**Work instruction**
Return only that part of the material below which starts with the line containing "Each <instance> block" and goes on through the line containing "positive clicks: (338, 212)", restated exactly.
== Segment start ==
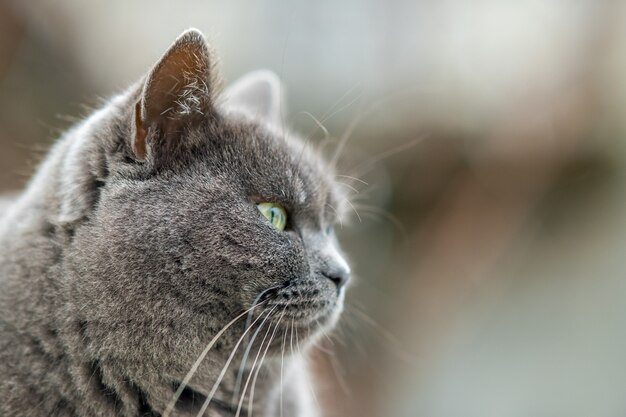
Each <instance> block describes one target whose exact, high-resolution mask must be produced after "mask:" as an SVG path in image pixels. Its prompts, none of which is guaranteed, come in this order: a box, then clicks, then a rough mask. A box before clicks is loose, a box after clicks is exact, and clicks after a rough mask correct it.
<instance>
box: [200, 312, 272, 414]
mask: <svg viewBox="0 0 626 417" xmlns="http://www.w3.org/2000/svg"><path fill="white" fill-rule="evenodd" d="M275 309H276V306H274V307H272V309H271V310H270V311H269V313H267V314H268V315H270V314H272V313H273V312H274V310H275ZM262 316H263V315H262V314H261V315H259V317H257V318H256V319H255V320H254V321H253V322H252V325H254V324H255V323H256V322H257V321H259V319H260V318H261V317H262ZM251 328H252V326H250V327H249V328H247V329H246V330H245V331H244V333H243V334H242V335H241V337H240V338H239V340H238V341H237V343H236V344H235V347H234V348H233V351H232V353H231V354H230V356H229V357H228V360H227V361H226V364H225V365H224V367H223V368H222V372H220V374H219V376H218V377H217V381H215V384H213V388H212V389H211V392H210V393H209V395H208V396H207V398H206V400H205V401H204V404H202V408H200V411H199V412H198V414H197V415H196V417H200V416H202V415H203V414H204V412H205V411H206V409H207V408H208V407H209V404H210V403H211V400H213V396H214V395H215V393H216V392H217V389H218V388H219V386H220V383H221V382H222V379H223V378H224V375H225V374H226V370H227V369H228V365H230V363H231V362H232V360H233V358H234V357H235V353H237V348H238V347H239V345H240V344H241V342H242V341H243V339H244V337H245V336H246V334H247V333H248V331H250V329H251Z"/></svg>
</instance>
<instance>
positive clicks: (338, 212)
== Segment end ==
== Segment start ==
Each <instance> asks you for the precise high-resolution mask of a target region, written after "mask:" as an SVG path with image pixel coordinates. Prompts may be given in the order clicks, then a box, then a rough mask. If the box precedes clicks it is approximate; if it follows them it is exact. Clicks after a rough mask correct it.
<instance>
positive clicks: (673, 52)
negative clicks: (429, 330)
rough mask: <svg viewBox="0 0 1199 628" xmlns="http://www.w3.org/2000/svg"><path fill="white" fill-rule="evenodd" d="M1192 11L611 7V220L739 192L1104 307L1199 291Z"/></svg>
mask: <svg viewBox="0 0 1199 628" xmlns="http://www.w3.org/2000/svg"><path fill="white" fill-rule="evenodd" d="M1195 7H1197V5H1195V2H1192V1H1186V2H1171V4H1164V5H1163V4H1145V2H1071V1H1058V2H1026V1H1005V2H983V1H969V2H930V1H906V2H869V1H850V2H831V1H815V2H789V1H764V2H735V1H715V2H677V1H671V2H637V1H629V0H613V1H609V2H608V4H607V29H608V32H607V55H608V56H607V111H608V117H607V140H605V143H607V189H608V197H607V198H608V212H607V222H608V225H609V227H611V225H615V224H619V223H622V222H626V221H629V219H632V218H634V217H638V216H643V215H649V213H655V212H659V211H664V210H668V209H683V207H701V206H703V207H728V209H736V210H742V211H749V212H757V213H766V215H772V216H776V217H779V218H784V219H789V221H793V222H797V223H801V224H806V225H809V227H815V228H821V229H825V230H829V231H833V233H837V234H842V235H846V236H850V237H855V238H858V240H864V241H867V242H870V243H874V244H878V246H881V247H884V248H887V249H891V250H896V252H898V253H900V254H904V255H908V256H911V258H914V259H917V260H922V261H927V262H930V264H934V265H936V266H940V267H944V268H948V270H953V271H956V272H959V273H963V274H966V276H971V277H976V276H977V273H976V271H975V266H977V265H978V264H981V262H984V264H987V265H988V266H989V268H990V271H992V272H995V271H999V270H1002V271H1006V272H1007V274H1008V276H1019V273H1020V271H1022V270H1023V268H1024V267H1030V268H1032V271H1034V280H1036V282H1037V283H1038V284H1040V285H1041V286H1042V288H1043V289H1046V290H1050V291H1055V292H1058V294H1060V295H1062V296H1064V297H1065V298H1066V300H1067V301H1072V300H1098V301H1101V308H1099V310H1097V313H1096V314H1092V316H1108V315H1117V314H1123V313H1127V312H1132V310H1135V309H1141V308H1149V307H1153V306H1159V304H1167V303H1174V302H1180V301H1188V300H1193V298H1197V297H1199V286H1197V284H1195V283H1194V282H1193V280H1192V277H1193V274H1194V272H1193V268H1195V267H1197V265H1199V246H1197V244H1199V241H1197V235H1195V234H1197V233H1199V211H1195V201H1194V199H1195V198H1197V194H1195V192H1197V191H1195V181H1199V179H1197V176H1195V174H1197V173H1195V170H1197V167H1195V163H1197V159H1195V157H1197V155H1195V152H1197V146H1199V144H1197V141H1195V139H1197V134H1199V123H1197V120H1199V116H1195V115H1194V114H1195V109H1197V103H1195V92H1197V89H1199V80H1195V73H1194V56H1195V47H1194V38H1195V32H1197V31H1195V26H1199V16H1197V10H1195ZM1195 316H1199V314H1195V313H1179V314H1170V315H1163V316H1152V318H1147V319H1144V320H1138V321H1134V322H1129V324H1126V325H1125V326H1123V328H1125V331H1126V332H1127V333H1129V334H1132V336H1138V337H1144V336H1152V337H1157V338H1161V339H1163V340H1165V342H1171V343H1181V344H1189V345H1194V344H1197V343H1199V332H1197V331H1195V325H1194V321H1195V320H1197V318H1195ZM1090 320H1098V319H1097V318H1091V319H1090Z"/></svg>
== Segment end ==
**Result of the exercise**
Each <instance> block describes one target whose exact, high-resolution mask must be produced after "mask:" as an SVG path in image pixels. Its prompts, none of which is guaranteed, come in this order: a box, then clicks, then a rough mask. A box before clicks is loose, a box after clicks is exact, and clicks after a rough mask correct it.
<instance>
box: [200, 312, 272, 414]
mask: <svg viewBox="0 0 626 417" xmlns="http://www.w3.org/2000/svg"><path fill="white" fill-rule="evenodd" d="M275 309H276V306H274V307H272V309H271V310H270V311H269V313H267V314H268V315H270V314H272V313H273V312H274V310H275ZM262 316H263V315H262V314H261V315H259V317H257V318H256V319H255V320H254V321H253V322H252V325H254V324H255V323H256V322H257V321H259V319H260V318H261V317H262ZM251 328H252V326H250V327H249V328H247V329H246V330H245V331H244V333H243V334H242V335H241V337H240V338H239V340H238V341H237V343H236V344H235V347H234V348H233V351H232V353H231V354H230V356H229V357H228V360H227V361H226V364H225V365H224V367H223V368H222V372H220V374H219V376H218V377H217V381H215V384H213V388H212V389H211V392H210V393H209V395H208V396H207V398H206V400H205V401H204V404H202V408H200V411H199V412H198V414H197V415H196V417H200V416H202V415H203V414H204V412H205V411H206V409H207V408H208V407H209V404H210V403H211V400H213V396H214V395H215V393H216V392H217V389H218V388H219V386H220V383H221V382H222V379H223V378H224V375H225V374H226V370H227V369H228V365H230V363H231V362H232V360H233V358H234V357H235V353H237V348H238V347H239V345H240V344H241V342H242V341H243V339H244V337H245V336H246V334H247V333H248V331H250V329H251Z"/></svg>
</instance>
<instance>
positive clicks: (338, 212)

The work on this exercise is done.